Write out the stretch from the line containing "segment: bird" through the end of the rows again, substituting "each element on its own line" for "one element per line" and leaving everything else the same.

(Segmentation dataset rows)
===============

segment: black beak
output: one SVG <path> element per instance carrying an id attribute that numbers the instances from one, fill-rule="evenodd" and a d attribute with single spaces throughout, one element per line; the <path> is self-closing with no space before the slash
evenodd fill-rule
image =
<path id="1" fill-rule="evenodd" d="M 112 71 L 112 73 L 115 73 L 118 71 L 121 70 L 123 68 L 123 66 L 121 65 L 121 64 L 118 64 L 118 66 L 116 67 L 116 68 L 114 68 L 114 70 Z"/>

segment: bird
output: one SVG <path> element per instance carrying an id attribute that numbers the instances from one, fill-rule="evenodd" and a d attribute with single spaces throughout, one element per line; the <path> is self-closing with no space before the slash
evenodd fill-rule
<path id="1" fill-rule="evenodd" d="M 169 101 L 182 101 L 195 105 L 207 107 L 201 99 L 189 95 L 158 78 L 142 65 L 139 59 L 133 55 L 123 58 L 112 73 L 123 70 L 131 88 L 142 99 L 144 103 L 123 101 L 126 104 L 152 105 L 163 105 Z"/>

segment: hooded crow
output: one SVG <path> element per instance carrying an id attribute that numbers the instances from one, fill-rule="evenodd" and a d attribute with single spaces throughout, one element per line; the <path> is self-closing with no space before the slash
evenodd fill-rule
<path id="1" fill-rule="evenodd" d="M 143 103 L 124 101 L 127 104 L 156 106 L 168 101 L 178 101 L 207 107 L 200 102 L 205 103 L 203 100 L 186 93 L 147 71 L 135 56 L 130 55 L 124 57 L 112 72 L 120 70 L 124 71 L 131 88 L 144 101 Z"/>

===============

Task solution:
segment: bird
output: one SVG <path> element per instance carrying an id attribute that numbers the instances from one, fill-rule="evenodd" and a d attribute with single spaces throughout, each element on its own line; the <path> is self-closing with no space before the slash
evenodd fill-rule
<path id="1" fill-rule="evenodd" d="M 169 101 L 182 101 L 195 105 L 207 107 L 201 99 L 189 95 L 158 78 L 142 65 L 139 59 L 133 55 L 123 58 L 112 73 L 123 70 L 131 88 L 142 99 L 144 103 L 123 101 L 126 104 L 152 105 L 163 105 Z"/>

segment: hooded crow
output: one SVG <path> element per instance carrying an id attribute that numbers the instances from one, fill-rule="evenodd" and a d attribute with single spaces throughout, each element on its own line; the <path> is self-closing with no space before the slash
evenodd fill-rule
<path id="1" fill-rule="evenodd" d="M 143 103 L 124 101 L 127 104 L 156 106 L 168 101 L 178 101 L 207 107 L 200 102 L 205 103 L 203 100 L 186 93 L 147 71 L 135 56 L 130 55 L 124 57 L 112 72 L 120 70 L 124 71 L 131 88 L 144 101 Z"/>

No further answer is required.